- [Problem details] Pictures stay out of the copy; set down each line of the listing below exactly.

- [Supplied material]
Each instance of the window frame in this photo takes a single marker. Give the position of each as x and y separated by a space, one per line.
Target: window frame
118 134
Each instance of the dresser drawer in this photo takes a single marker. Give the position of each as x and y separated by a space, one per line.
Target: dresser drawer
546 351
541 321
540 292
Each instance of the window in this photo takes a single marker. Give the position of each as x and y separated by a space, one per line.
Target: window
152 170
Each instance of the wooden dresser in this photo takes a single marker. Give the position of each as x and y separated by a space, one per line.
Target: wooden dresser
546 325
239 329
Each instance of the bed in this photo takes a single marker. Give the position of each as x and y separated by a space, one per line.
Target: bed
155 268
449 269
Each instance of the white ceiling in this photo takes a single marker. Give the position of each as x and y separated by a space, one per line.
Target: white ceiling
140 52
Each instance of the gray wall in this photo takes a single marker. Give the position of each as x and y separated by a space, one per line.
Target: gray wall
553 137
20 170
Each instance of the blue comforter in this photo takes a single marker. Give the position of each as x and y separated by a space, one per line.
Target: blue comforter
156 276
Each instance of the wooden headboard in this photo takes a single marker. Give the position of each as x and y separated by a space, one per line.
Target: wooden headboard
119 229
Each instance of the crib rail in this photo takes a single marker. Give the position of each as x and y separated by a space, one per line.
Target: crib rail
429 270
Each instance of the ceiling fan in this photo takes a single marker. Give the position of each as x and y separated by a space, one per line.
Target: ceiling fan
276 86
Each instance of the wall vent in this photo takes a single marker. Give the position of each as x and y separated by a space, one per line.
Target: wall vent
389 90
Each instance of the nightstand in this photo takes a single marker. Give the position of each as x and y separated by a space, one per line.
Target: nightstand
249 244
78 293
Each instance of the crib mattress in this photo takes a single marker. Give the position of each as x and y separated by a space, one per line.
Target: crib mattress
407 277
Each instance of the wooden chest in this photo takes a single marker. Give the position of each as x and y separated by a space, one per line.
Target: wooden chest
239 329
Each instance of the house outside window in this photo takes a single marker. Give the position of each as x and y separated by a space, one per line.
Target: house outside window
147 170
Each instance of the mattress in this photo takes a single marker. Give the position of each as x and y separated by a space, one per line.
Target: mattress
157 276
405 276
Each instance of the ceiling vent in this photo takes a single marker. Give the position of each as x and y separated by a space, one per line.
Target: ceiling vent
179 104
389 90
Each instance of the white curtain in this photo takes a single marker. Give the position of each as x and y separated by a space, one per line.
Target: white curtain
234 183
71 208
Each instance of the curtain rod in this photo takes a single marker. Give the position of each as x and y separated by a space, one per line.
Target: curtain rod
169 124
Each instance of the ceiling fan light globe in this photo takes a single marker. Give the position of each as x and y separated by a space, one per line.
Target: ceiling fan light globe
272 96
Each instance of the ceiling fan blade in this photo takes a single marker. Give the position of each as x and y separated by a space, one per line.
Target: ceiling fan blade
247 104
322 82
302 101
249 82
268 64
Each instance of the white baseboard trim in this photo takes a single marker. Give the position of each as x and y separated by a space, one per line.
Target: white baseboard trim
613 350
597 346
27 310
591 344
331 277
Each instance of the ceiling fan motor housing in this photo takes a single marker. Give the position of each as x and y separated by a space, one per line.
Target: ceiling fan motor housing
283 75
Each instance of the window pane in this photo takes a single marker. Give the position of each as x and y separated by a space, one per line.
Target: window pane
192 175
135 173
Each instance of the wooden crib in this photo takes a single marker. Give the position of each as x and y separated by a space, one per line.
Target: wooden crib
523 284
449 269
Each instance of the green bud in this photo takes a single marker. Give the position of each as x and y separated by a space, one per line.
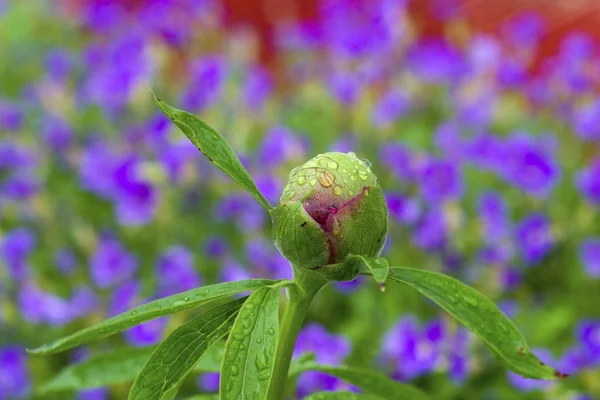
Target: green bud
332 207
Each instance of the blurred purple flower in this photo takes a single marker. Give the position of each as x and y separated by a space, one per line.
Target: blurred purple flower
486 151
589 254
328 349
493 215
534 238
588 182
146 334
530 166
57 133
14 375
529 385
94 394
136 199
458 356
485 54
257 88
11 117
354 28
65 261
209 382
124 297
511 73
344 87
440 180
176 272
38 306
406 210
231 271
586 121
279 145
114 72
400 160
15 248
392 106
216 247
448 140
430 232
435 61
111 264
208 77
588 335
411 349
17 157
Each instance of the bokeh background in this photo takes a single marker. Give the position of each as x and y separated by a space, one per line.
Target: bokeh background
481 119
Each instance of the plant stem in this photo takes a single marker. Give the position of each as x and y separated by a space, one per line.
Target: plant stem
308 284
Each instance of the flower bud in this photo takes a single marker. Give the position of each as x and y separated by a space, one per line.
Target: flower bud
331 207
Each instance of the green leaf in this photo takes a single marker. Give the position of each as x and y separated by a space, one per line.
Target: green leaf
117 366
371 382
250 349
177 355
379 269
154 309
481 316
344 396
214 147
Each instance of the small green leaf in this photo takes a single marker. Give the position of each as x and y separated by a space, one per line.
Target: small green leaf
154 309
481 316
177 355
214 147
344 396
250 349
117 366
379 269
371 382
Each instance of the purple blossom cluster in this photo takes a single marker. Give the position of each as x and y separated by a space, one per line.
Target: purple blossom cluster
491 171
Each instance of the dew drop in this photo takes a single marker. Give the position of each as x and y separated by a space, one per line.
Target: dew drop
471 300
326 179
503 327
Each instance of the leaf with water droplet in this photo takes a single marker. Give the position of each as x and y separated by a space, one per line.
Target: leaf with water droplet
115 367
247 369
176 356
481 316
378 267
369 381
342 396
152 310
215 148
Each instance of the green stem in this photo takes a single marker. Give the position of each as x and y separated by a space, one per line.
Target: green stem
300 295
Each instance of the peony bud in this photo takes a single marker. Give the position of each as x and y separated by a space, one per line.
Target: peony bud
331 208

- [Final result]
Each instance of the window frame in this photo takes a single marker. Give the position of each as x and y separated by a space, one per line.
Target: window frame
118 134
Each instance of the dresser drawer in this photo takes a single marker. Give the position of each as x and y separated by a space, one per line.
Target: dresser drawer
546 351
541 321
540 292
Each instance of the window in this photo takes a single marker. Give the position of each as x and y separated by a space, one per line.
Target: window
152 170
Each instance of the wooden dresser in this photo takes a single marker. Give the position of each as x and y separated by a space, one per line.
Target: wooden dresser
546 325
239 329
Each instance of the bed in this photo takes a single marker. Give the position of each as x and y separated by a space, one per line.
Target: bed
155 268
449 269
Each instance of the white ceiling in this photo takes a single marker. Give the position of each as x and y separated by a space, one per line.
Target: white ceiling
140 52
Each instance of the gray wall in this photo takes a single marker. Give the position of each as x and y separated by a space, one per line.
Target: gray wall
553 137
20 170
Each instance of the blue comforter in this photo takes a single marker. Give the position of each as x and y separated by a space, one per line.
Target: blue comforter
156 276
Each instance of the wooden headboard in this photo takes a single marker. Give the position of each as x and y separated by a space, one per line.
Target: wooden headboard
119 229
Each instance of the crib rail in this photo takes a single marker. Give the position of each as x and y separated by a space, one per line.
Target: crib rail
429 270
Each instance of the ceiling fan in this photo takes a single marker. Give the position of each as x and y separated by a space, one per line.
Target: ceiling fan
276 86
Each instance of the wall vent in this photo takes a single marker. Give the position of each as x and y separated by a space, one per line.
Target: wall vent
389 90
Each instance of the nightstand in this photo takes a single marker. Give the position of each as x and y separated by a space, one per line.
Target: nightstand
249 244
78 293
Each instance of the crib mattress in this photo takes a single marker. Give the position of each as x and y separated by a space, one per line.
Target: crib mattress
407 277
Each instance of the wooden chest in this photo takes a single marker. Give the position of each as x and y separated by a space, one per line.
Target: wooden chest
239 329
Each instance of the house outside window in this photo takes a single marker. Give the position of each as x and y separated by a space, one per line.
Target: house outside window
147 170
Each instance of the mattress in this photo takes a single marker. Give the position of each as x and y separated by a space, one per line.
Target: mattress
157 276
405 276
Each instance of the ceiling vent in this photo takes a single marker. Give the position of each as x and y separated by a space, one per line.
Target: ceiling vent
179 104
389 90
Each instance of the white curtain in this photo takes a single marker. Give the position of each as x and y separated by a space, one per line.
Target: white curtain
234 183
71 208
Each instance of the curtain rod in this photo takes a single marker. Give the position of each as x and y separated by a space, one per line.
Target: curtain rod
169 124
Each instance of the ceiling fan light globe in this photo takes a single marker. Give the position of each as x and y separated by a space, one per line.
Target: ceiling fan light globe
272 96
Each instance of the ceiling fan blade in this photo takes a single marker. Give the position of each as x and y separated by a space, one per line.
Target: ceiling fan blade
247 104
322 82
302 101
249 82
268 64
Each instance of the white baseboard trim in this photo takes a single marker. Give the position of each as x and y separated by a space, one per line.
Target: white baseboard trim
613 350
597 346
27 310
591 344
331 277
Each instance of the ceiling fan motor housing in this photo takes a single marker. Give the position of each as x and y separated by a space, one per line.
Target: ceiling fan motor housing
283 75
Each instance of the window pane in this photo takes a single marker. Give the position of each as x and y separated by a space, one per line.
Target: window pane
192 175
135 173
Each instance of the wooden crib in this photo takes a single marker. Give the position of each as x and y separated by a space, one per line.
Target: wooden crib
523 284
449 269
Each instance of the green bud in this photo takes a single marker. Give the position of each as x and y separated by a space, one per line.
Target: green bud
332 207
Each instance of the blurred purple flower in this photo takes a single marker. Give the position of each as x and y separated by a space, one per line.
Target: blurred purple flower
486 151
589 254
328 349
493 215
534 238
588 182
146 334
530 166
57 133
14 375
529 385
94 394
136 199
458 356
485 54
257 88
11 117
354 28
65 261
209 382
124 297
511 73
344 87
440 180
176 272
38 306
406 210
231 271
586 121
279 145
114 72
400 160
15 248
392 106
216 247
448 140
430 232
435 61
111 264
208 77
588 335
411 349
17 157
Each instance of the bokeh background in this photo takes a single marker. Give the position of each as x and y separated by a space, one per line.
Target: bokeh background
481 119
Each instance of the plant stem in this photo takes a single marker. Give the position of each as x and y separated by a space, one per line.
Target: plant stem
308 284
Each instance of the flower bud in this photo takes a single marker. Give the position of each as x and y separated by a space, one per line.
Target: flower bud
331 207
Each instance of the green leaf in this photo takes a single marker. Give the position of each as x and y separated by a space, one per line.
Target: green leaf
117 366
371 382
250 349
177 355
379 269
154 309
481 316
344 396
214 147
Each instance of the small green leaf in this photo takes a single marker. Give the position of each as x and y separated by a space, one per line.
Target: small green leaf
154 309
481 316
177 355
214 147
344 396
250 349
117 366
379 269
371 382
Each instance of the purple blossom cluster in this photo takes a single marker. Give the position of each as x and y separated by a space, one per line.
Target: purple blossom cluster
491 171
Each instance of the dew drop in this photo takes a single marker. Give the position of each as x and y separated by a space, one per line.
Target: dew drop
471 300
326 179
503 327
Each instance of the leaf with water droplet in this photo takes a single marker. Give the position of each as x and y separated by a space, one per line.
Target: leaf with water droplet
115 367
247 369
176 356
481 316
378 267
369 381
342 396
152 310
215 148
Each instance of the green stem in this photo takes a single marker. Give the position of each as x and y separated by a space, one per line.
Target: green stem
300 295
Each instance of the peony bud in this photo takes a single marker. Give the position of each as x and y separated by a space, one per line.
Target: peony bud
331 208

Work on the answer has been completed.